[WRITTEN PROBLEM] Gather every line of the items below that contains the string "format", copying each such line in full.

--- --- ---

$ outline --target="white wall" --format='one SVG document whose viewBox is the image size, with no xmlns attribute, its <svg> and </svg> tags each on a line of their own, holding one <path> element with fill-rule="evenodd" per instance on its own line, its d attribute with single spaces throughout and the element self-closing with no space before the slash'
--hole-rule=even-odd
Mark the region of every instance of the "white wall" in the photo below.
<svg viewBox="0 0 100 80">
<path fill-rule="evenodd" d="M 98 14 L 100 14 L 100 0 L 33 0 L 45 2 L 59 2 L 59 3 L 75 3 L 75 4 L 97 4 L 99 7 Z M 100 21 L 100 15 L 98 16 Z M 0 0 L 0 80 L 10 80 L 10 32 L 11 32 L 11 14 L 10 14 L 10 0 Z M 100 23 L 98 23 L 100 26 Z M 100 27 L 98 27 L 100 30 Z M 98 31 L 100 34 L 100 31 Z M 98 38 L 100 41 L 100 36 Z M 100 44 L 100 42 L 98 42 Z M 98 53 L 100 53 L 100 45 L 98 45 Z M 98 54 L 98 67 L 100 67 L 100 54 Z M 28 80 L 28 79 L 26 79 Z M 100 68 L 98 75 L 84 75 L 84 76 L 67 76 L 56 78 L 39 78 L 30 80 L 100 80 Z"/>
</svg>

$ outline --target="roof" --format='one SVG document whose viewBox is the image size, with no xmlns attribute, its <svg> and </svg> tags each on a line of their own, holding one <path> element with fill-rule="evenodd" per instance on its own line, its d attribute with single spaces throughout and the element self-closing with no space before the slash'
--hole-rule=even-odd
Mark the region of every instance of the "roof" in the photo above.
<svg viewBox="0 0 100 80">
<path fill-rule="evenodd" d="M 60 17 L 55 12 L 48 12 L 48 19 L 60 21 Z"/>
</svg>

--- --- ---

[ANSWER IN FULL]
$ outline --target="white wall" --format='one SVG document whose viewBox is the image size, with no xmlns attribute, its <svg> and </svg> tags each on a line of their own, holding one <path> element with fill-rule="evenodd" per instance on its own line, its d attribute with single spaces throughout and the element self-closing with no space before the slash'
$ outline --target="roof" --format='one SVG document whose viewBox is the image size, with no xmlns attribute, its <svg> and </svg> tags each on a line of their own, holding one <path> element with fill-rule="evenodd" per instance on its own line, its d attribute with single spaces throughout and the element self-closing with no space before the slash'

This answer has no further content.